╭─ Data for the task

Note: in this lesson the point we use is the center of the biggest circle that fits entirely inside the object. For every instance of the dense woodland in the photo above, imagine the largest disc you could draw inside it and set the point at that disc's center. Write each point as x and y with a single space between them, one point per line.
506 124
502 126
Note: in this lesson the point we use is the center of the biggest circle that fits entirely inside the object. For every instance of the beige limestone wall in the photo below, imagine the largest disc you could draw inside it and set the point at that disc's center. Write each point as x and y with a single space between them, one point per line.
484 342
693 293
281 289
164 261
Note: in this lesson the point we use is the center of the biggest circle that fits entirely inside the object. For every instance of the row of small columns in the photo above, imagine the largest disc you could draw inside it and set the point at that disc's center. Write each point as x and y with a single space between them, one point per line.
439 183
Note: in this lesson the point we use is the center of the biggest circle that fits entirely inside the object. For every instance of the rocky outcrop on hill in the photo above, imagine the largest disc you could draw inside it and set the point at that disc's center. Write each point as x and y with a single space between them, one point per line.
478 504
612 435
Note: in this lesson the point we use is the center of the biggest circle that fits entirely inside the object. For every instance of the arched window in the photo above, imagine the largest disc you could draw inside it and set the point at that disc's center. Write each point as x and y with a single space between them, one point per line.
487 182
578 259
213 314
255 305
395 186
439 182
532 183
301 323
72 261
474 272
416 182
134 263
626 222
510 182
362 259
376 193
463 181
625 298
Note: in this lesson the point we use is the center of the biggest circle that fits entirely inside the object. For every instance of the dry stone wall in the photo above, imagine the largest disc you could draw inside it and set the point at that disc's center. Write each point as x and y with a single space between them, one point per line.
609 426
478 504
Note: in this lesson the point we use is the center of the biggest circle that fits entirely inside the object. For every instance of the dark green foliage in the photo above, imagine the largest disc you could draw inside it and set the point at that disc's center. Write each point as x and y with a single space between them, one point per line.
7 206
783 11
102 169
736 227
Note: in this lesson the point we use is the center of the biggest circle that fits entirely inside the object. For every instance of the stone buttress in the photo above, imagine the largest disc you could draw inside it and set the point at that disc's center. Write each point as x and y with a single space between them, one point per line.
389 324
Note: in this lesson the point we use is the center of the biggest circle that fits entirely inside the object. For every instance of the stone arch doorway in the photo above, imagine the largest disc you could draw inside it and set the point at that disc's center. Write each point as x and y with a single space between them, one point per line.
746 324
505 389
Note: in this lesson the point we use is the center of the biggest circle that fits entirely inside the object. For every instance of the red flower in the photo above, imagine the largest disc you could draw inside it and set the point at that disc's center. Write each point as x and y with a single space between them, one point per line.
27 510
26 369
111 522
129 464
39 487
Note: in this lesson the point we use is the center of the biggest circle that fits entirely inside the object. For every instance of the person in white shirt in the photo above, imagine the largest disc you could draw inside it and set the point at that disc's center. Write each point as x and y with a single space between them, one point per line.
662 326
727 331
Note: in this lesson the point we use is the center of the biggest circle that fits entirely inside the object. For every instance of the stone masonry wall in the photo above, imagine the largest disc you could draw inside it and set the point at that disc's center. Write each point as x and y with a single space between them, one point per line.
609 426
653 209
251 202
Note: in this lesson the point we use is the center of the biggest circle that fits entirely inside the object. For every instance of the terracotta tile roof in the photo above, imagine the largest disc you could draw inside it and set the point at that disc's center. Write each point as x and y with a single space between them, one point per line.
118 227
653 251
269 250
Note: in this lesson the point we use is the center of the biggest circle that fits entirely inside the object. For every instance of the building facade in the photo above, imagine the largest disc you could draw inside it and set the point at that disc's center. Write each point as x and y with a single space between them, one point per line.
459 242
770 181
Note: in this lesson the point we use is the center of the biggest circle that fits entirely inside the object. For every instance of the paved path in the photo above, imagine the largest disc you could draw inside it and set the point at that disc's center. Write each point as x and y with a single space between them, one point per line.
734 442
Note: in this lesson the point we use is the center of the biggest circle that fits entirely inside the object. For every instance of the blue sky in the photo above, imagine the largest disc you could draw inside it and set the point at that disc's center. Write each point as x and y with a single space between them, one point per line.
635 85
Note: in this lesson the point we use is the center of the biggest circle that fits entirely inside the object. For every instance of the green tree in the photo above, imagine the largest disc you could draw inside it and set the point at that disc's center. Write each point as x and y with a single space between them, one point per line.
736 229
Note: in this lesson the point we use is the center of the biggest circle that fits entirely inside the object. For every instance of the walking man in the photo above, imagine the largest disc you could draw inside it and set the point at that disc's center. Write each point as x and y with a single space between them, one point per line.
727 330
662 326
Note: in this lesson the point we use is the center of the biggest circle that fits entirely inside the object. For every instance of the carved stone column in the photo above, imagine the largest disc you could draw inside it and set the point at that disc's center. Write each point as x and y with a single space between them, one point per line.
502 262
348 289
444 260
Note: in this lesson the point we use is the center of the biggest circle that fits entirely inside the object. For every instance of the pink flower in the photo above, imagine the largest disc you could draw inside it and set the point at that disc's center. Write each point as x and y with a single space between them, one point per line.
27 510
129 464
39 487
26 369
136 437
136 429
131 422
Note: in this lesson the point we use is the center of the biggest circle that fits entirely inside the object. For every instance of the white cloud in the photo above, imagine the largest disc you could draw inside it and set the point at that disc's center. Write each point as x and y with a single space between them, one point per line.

╰─

■ Do this ■
Retype the whole listing, matching it exactly.

■ Written solution ■
Note: in this lesson the point we use is the center of the biggest circle that fits entirely inside the object. For every instance of the dense woodland in the photo above, imagine the largest disc you could draw inside it and set the point at that disc's center. Write each point as x and y with a single space between them, one point per line.
506 124
502 126
Note: in this lesson the point we use is the center of the biggest circle that fits entirely inside the object. For every instance of the beige limestone wall in the photo below, imagine the largest disc you could draw inside it and set the point at that disc's center. Write each point as x and y with a single space between them, one point per line.
484 342
693 293
281 289
164 261
Note: in this lesson the point we use is the center of the biggest circle that fits entirely inside the object. For every instance of the row of small columns in the photo above, imagine the largest disc you could draw inside it and set the point at that disc's center. Write each point as x and y with a single space between them, one point per line.
439 183
Note: in this lesson the point we use is the center of the biggest circle that fits entirely inside the object. For every instance of the rocky outcrop on hill in the photo above, imagine the largest disc you could draw inside it and set the point at that disc's center. Write each point as x and y with a single space between them, one point per line.
478 504
612 435
Note: in this lesson the point we use is the center of the biggest circle that fits entirely inside the object. For every instance of the arched window in the photo above, imagine the largest disc you could draw inside it and set the point at that disc's center. Write each point as x and y with a single space between them, one point per line.
487 182
578 259
213 314
255 305
395 186
439 182
532 183
301 323
72 261
474 272
416 182
134 263
626 222
510 182
362 259
376 193
463 181
625 298
Note: in this lesson the point we use is the center of the biggest circle that fits entirely inside the object. For every instance of the dry stone wall in the photo above, imagine the largest disc you could draw inside it and set the point at that disc's center. Write each point as x and y with a single space between them, one point per line.
609 426
478 504
Note: in this lesson the point we use is the center of the biggest circle that fits entirely inside the object. For every instance of the dark green foliage in the photo above, imagine the largest disc you could draw inside it and set the point at that disc's center. Write each point as x and y with a single space between them, one point per line.
7 206
783 11
102 169
736 227
Note: in this lesson the point we use is the center of the biggest circle that fits entirely inside the object. For every instance of the stone buttress in the photo above, imagine the largest disc you could draw inside it and set the point at that disc's center. Write each point as x and y with a single space between them, one point per line.
389 324
Note: in this lesson the point we use is the center of the biggest circle that fits entirely inside the object. For every instance of the stone arch doorway in the photo above, imagine the largest disc you could draw inside it and set the point at that disc's center. Write each point as x and y with a single space between them, one point per line.
746 324
505 389
Note: in this lesson the point we use is the center of the biggest circle that fits entirely inside the object. For every instance of the red flower in the photo above, imagine the largest disc you could draw inside it and set the point at that disc's center. Write each point as x and y with a single space between them, one point per line.
27 510
26 369
111 522
129 464
39 487
Note: in this lesson the point we use is the center of the biggest circle that fits entirely inside the object. For every instance of the person in white shirt in the photo above, imagine the largest disc you could draw inside it and set the point at that disc's center. Write each point as x and y with a single space between them, one point per line.
662 326
727 331
Note: in this lesson the point we use is the center of the biggest circle that fits entirely inside the object. For every instance of the stone masonry wall in the photo above, imagine the largest disc you could draw inside it and set the point at that disc's center. Write each point as x and y with a single space between them, one point per line.
609 426
653 209
251 202
Note: in this lesson the point we use is the center of the biggest circle that fits entirely inside the object. For every instance of the terracotta tile roof in the photo above, imagine the largest disc you could draw inside it and set the point at that disc's center. Write each point as x and y with a single space between them, one point per line.
118 227
653 251
269 250
Note: in this lesson the point we use is the center of the biggest circle that fits entirely inside the object. For every instance of the building facade in the photo above, imagine the largest disc you could draw inside it and set the point at that disc's center. Write each point as x and y with a single space between them, one point per line.
459 242
770 181
Note: in this lesson the point we use is the center of the biggest circle that fits entirely inside the object. For every instance of the paved path in the photo above, imagine the largest disc you could draw inside it and set the point at that disc's center. Write each point as x and y with a single space between them, one point per line.
734 442
Note: in this lesson the point we use is the center of the biggest circle that fits entirely inside the object. For every instance of the blue sky in the photo above, imagine the largest disc you could draw inside it and set the point at that disc's center. Write each point as x and y with a single space between them, one point per line.
635 85
Note: in this lesson the point we use is the center of the biggest circle that fits entirely inside the object. For every instance of the green tree in the photo above, imagine the largest disc you could draw inside it and set the point at that disc's center. Write each point as x and y with a single space between them, one point per line.
736 229
Note: in this lesson the point we use is the center of the biggest circle that fits entirely inside the object. For every instance of the walking man in the photo above, imagine the largest disc you could draw inside it and set the point at that disc's center. Write each point as x and y with a single space between them, one point per line.
727 330
662 326
Note: in this lesson the point we use is the center of the biggest circle that fits entirely inside the object. For every instance of the carved stone column in the photo above, imagine the largest disc you could draw inside it and set the point at that disc's center. Write each point as x and y with a single space between them, one point per line.
502 262
348 289
444 260
Note: in this lesson the point we use is the center of the biggest circle that fits entirely inside the object. For every instance of the pink flower in the photo above, imagine the largest disc you could draw inside it and set the point at that disc's center. Write each point as x and y with a single space between them, one point per line.
27 510
129 464
39 487
26 369
136 437
136 429
131 422
Note: in this lesson the point we use is the center of the biggest circle that fits entirely inside the object. For every instance of the white cloud in the photo above, imagine the largest disc you could draw inside it and set the point at that disc's center. Write each point as x and y with a single space between them, one point per line.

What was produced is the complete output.